What you are asked to do = Copy everything from the start of the rows below down to the line that contains "[809,0,1339,197]", including that line, with no changes.
[Begin Available data]
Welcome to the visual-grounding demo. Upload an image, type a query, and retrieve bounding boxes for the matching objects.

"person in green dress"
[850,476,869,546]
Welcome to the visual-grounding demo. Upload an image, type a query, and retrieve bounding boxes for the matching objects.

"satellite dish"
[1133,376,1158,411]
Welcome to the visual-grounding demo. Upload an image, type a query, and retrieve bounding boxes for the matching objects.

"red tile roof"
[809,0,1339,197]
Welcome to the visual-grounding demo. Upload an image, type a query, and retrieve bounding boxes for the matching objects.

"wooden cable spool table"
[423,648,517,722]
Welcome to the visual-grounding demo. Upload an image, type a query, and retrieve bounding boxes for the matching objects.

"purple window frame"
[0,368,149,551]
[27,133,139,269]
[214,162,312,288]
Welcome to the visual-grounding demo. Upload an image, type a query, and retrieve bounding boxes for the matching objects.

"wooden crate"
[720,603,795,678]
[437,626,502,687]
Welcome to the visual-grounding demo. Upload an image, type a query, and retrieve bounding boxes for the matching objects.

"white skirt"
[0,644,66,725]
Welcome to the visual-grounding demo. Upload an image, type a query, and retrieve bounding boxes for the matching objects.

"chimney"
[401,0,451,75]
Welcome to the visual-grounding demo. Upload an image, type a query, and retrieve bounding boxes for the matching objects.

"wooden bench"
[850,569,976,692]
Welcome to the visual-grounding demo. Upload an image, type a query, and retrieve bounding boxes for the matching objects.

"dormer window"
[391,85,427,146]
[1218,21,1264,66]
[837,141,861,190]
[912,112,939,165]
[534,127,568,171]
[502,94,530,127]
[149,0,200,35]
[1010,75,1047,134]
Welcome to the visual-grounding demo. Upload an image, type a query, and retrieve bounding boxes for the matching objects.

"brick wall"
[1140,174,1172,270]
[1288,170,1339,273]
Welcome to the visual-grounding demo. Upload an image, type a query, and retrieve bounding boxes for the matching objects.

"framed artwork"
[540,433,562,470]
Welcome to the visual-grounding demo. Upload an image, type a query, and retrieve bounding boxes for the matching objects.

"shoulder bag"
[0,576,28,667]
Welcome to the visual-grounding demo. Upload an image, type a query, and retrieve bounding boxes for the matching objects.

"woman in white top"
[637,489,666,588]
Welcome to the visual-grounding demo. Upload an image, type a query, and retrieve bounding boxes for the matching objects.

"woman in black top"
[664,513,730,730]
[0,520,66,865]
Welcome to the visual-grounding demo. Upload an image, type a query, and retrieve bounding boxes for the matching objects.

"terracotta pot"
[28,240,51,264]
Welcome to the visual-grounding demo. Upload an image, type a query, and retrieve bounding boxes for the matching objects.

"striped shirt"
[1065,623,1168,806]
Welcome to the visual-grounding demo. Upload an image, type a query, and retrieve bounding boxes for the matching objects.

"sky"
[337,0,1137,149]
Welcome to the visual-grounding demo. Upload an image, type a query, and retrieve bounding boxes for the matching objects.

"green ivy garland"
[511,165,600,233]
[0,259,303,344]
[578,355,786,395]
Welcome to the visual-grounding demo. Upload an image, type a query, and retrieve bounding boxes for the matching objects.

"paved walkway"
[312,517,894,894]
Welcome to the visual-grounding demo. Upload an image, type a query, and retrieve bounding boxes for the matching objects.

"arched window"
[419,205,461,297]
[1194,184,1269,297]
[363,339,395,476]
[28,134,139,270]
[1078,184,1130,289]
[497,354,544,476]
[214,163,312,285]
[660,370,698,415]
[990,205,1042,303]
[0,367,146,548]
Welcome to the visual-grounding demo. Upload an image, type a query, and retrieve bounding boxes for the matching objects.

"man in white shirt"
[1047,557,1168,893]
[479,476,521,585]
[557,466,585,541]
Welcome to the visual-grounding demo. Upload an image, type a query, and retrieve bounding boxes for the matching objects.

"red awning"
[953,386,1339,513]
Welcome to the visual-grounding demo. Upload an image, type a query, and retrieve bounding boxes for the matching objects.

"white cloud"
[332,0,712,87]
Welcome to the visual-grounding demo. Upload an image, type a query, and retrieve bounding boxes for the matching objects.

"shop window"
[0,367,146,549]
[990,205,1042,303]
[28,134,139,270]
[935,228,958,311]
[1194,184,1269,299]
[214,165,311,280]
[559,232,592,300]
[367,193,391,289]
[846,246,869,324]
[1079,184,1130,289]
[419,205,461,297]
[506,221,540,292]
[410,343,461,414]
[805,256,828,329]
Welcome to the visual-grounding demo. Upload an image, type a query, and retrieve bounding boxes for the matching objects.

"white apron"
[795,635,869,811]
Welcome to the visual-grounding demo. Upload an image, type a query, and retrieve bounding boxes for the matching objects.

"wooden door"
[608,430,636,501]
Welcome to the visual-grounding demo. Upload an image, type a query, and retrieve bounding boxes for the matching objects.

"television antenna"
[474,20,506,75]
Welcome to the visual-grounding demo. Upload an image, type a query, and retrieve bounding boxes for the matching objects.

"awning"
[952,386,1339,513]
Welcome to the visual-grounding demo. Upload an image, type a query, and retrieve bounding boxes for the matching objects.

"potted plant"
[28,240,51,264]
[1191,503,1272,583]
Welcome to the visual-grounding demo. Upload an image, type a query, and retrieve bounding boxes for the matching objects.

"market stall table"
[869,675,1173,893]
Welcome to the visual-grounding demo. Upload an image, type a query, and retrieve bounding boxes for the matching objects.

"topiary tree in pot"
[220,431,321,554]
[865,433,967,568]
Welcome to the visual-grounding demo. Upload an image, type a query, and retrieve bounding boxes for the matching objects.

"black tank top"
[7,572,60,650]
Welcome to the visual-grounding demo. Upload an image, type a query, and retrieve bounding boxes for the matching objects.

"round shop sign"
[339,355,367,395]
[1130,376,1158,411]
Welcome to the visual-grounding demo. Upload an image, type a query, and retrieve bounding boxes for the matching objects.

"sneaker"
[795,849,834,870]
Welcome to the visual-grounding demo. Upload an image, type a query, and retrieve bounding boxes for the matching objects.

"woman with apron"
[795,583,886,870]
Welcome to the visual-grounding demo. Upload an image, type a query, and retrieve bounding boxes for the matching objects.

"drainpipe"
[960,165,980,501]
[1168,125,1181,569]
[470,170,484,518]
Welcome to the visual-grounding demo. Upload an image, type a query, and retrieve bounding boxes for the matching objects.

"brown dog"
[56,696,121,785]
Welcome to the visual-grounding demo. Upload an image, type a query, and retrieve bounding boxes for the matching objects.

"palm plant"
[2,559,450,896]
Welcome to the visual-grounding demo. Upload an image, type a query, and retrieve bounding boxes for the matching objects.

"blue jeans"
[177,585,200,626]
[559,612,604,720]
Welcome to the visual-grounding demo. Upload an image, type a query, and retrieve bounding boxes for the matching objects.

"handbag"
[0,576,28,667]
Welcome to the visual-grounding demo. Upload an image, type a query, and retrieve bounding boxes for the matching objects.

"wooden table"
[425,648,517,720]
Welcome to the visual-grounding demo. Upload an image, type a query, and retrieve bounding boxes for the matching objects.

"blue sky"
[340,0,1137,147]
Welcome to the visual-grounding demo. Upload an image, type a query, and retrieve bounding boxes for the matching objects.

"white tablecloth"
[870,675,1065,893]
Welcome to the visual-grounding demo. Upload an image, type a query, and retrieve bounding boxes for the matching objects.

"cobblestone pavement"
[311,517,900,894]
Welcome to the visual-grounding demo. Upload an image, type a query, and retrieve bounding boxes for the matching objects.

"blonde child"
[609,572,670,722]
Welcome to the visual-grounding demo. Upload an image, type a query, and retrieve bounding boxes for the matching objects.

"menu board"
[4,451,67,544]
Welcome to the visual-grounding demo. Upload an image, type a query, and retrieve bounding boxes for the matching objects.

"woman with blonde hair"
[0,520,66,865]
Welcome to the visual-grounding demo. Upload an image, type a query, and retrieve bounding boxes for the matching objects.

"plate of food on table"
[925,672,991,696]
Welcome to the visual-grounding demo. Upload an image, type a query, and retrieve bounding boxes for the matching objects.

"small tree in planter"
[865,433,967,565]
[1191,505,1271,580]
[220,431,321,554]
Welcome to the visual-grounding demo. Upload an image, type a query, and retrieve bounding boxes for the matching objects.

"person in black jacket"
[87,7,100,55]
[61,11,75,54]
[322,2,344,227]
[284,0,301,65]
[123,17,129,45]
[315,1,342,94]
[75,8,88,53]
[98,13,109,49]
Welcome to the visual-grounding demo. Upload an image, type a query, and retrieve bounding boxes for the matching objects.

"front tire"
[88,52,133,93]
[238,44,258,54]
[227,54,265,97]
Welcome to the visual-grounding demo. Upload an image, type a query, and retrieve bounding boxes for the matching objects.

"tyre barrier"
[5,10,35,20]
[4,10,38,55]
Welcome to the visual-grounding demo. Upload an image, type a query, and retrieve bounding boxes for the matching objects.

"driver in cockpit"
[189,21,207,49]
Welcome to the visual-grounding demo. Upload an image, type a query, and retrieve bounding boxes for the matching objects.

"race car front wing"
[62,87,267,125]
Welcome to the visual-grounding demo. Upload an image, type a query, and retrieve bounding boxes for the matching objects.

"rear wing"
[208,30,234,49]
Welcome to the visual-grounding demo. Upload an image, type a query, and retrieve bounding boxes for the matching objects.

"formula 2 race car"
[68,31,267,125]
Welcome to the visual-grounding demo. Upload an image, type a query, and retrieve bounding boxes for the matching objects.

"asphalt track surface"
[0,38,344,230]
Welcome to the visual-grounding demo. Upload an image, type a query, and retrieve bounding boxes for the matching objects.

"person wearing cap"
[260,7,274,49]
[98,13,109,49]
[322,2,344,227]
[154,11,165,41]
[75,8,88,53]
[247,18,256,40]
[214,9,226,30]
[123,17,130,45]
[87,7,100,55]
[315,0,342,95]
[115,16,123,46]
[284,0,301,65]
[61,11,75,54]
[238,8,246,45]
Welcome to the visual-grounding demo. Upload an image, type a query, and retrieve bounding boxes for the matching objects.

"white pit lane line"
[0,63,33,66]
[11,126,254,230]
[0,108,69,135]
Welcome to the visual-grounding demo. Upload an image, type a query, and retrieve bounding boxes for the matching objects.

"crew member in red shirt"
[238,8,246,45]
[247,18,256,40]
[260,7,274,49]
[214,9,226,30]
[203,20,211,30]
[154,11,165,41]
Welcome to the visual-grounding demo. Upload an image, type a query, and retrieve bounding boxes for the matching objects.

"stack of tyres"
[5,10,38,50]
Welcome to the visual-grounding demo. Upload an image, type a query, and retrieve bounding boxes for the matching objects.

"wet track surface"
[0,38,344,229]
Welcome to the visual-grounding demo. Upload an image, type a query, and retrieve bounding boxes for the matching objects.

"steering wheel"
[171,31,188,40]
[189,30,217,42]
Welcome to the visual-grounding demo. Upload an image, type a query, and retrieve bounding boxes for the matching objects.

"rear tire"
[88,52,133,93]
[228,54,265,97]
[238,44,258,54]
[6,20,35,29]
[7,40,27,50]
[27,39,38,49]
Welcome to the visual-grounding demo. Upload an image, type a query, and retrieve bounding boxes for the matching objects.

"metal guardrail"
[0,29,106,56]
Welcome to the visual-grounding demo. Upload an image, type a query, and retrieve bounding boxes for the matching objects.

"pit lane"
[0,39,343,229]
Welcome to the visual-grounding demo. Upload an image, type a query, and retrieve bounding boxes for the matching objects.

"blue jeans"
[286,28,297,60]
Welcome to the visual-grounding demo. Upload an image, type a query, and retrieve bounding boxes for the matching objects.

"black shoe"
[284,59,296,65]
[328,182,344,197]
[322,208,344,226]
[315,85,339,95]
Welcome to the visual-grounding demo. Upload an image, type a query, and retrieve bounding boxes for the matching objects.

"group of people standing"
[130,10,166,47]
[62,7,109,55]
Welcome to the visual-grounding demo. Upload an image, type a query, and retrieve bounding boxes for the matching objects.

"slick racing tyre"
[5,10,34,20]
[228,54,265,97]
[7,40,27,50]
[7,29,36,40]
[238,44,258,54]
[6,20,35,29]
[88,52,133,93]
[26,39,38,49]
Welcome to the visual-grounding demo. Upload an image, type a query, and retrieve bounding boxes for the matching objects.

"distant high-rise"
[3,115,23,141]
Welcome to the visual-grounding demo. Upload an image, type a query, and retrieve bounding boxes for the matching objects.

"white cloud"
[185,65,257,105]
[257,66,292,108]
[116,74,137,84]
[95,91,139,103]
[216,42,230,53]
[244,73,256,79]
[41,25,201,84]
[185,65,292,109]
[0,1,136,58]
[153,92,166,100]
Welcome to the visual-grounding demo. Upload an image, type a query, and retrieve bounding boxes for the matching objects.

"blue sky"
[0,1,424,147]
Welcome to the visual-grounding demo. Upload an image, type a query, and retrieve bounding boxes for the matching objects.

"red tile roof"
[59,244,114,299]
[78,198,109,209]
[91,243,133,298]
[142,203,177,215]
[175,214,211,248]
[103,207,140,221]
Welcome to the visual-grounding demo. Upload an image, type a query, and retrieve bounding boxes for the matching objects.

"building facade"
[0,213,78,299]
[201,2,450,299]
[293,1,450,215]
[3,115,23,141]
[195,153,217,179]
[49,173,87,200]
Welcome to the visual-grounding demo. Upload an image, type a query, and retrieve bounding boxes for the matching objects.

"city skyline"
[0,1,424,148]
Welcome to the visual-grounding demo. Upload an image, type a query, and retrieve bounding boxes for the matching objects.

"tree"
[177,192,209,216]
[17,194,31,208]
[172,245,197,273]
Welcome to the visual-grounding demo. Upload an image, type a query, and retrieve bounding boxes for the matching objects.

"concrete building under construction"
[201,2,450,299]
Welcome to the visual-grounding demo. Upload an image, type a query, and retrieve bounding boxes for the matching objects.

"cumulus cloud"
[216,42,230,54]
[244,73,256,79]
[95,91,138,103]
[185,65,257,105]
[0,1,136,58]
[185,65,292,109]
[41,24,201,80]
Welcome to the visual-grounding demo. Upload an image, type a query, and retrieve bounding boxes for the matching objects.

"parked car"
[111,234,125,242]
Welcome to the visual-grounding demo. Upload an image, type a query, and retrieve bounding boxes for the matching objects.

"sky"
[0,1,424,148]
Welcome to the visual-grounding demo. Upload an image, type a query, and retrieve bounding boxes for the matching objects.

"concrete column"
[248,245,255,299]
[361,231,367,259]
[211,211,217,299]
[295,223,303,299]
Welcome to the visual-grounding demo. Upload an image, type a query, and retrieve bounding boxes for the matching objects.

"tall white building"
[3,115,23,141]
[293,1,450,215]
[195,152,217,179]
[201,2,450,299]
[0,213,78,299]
[End Available data]
Solution for this exercise =
Welcome to the visual-grounding demo. Upload an image, type a query, and retrieve bounding boxes for the matching objects.

"person in green dress"
[850,476,869,546]
Welcome to the visual-grounding demo. Upload an image, type a query, and retrieve bounding boxes for the matching objects.

"satellite dish"
[1133,376,1158,411]
Welcome to the visual-grounding demo. Upload an image, type a query, and retrieve bounding boxes for the matching objects.

"red tile roof"
[809,0,1339,197]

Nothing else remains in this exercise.